§ SOURCE DOCUMENT
Cory: I struggle with it.

Joe: I’m not. You know what? Somebody sent me a blog post today by a guy that I’ve interviewed before in my podcast. His name is Josh Shaunly, and I will try to put a link to this blog post in the show notes.

Cory: Okay.

Joe: realestatetechshow.com. But I’m never been good at time management, man. In fact I’ve always worked the best under pressure like last minute gotta get it done and so I get it done. I always feel horrible about that. But one of the things–let me just read to you the nine tips that he has here real quick.

Cory: Perfect.

Joe: I know Cory is a lot better at time management than I am so before we started recording I said, “Hey, let’s talk about time management. What are some of the tech tools that you use to help you manage your time?” This is part of a selfish reason, I wanna do this and talk about it on the show because I’d like to learn more from Cory how you do this stuff.

But let me just read you the nine tips that Josh gives in his blog post. Number one, focus on one thing at a time; number two, block out hours of your day; number three, have one major focus for the day–and I use the Momentum a lot, the Momentum add-on in Chrome; focus at one major focus for the day. Block out the same time each day to implement things; make progress everyday–just a little bit of progress; find an accountability partner–I don’t like that thing, I don’t like accountability partners. No, but anyway, number seven, forgive yourself when life goes off the rails; number eight, focus on the lowest hanging fruit; and number nine, use tools and websites or apps to reach your goals.

Cory: That’s good.

Joe: I just gave you the highlights from that blog post so we’ll try to put the show notes to that. But it’s important just to keep it really, really simple. One of the biggest reasons why I get overwhelmed is that I try to take on too much, I try to do too much, and I over commit, over promise and then when I finally have a chance to sit down and focus, I don’t even have any idea where to start. Does that make sense?

Cory: Absolutely, we live in a world–I don’t how many–it’s over 6,000 advertisements a day that we’re being constantly bombarded with and it’s not getting any easier. The sooner we get the conscious level of understanding that our attention is one of the most valuable things that we have, and what all the advertisers want from us is our attention, then if we realize– I don’t know about you Joe–but when you start realizing something like, “Oh, that’s what you want from me?” Then you start to realize how valuable that is to yourself.

It makes sense like with Chloe or with Nick, we just recently went on a labor day trip and camping and it was really fun, we got out fishing and do all these things. Chloe wants to have so much attention. She wants to have the attention, she wants to have the attention, but you have to ask the question behind that–why do you wanna have the attention?–it’s because that’s valuable to her, she feels known, she feels respected. All of these things that these advertisers want from us, we often don’t put that value on it in our own lives because we just give it away freely.

§ EXERCISE TASK
Pick up the time management podcast transcript above right after its last sentence and continue it.

§ MATERIAL
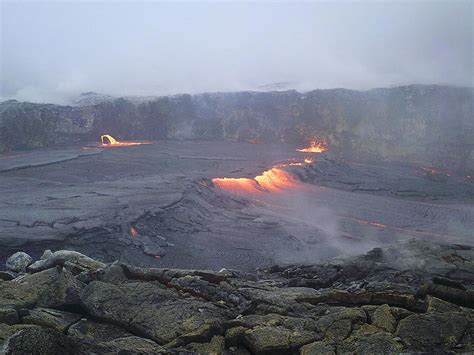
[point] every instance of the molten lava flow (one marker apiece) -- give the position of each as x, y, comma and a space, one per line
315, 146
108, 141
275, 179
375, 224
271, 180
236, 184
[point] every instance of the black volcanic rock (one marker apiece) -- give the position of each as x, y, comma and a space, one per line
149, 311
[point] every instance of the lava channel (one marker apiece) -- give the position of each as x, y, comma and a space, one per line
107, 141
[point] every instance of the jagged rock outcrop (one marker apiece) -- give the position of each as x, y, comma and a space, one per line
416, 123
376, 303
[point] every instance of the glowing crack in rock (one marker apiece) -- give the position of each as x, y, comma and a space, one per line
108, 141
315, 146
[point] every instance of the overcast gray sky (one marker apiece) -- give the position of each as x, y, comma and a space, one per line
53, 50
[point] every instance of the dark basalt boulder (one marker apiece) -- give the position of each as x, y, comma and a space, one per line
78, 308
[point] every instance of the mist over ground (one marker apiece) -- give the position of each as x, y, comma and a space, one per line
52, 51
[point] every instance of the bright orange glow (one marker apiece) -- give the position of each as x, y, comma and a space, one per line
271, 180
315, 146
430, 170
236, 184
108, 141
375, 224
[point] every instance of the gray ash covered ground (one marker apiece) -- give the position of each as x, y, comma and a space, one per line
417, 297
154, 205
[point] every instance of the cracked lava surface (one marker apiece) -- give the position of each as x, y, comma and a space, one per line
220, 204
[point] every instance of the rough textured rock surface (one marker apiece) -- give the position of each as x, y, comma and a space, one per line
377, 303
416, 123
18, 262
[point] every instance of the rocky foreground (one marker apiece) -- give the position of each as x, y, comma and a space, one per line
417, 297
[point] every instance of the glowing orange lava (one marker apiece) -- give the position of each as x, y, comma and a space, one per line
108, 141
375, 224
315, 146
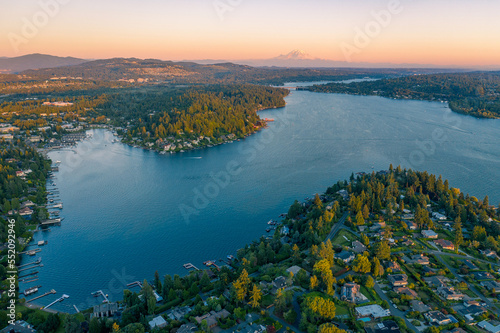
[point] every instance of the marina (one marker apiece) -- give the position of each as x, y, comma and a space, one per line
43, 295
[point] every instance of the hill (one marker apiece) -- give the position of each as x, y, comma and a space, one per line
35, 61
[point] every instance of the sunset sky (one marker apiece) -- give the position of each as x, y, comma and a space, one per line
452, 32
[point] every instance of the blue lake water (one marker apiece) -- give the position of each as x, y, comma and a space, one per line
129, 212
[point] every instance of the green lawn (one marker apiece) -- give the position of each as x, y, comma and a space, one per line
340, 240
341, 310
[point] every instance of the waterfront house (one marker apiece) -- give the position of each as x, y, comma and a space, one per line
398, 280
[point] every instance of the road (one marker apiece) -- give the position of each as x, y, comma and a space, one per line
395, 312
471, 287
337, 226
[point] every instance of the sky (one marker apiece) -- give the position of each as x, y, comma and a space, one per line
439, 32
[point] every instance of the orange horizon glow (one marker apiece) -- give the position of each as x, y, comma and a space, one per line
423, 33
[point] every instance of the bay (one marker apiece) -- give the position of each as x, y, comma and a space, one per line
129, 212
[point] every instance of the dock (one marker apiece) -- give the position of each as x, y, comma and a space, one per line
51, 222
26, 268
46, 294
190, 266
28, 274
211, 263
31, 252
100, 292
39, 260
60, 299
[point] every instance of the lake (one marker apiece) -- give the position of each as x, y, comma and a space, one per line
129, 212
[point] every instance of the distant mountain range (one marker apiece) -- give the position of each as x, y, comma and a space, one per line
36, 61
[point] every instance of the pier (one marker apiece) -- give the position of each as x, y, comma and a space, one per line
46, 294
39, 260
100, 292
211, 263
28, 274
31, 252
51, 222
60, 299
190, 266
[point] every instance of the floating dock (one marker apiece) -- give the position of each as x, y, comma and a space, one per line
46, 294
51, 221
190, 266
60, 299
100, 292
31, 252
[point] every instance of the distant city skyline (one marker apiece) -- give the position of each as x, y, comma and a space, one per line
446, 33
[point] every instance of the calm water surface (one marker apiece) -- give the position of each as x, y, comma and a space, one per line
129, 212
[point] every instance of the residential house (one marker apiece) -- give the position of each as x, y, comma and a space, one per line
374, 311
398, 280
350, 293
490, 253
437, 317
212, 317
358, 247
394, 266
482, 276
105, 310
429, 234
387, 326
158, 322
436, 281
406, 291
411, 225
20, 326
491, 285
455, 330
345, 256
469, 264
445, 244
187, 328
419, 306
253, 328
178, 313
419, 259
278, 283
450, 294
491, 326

§ RESPONSE TO THIS EXERCISE
I’m like you, Joe, someone asked me to do something and I was like, “Yeah, sure, no problem. I’ll just do it.” Even though four other people have asked me to do something, where is my commitment to that? If we’re not careful, then we tend to just do things out of convenience. Someone calls you, it’s just gonna take 5 minutes, 10 things to take 5 minutes, now you have a whole hour going. We can’t rely on that, we have to rely on, I think, systems and tools and obviously, in the world of real estate and technology and combining these two together, one of the advantages of that is saving time, but also it is making the most of the time that you have. Once you have it, how do you make the most of that time? What are some things that you do, Joe, that you make the most of the time that you have once you have it there to get something accomplished?

Joe: A white pad or a yellow pad of paper.

Cory: Okay.

Joe: I typically will try to just write down three things I want to get done that day. That three things grows into this really long list. But that does help because I keep a lot of tasks written down on online tools, on tech tools like things we talked about–an app called Things, I’ve used that a lot. If I can get it on pen and paper, it helps me be more focused for the day.

Cory: Yeah.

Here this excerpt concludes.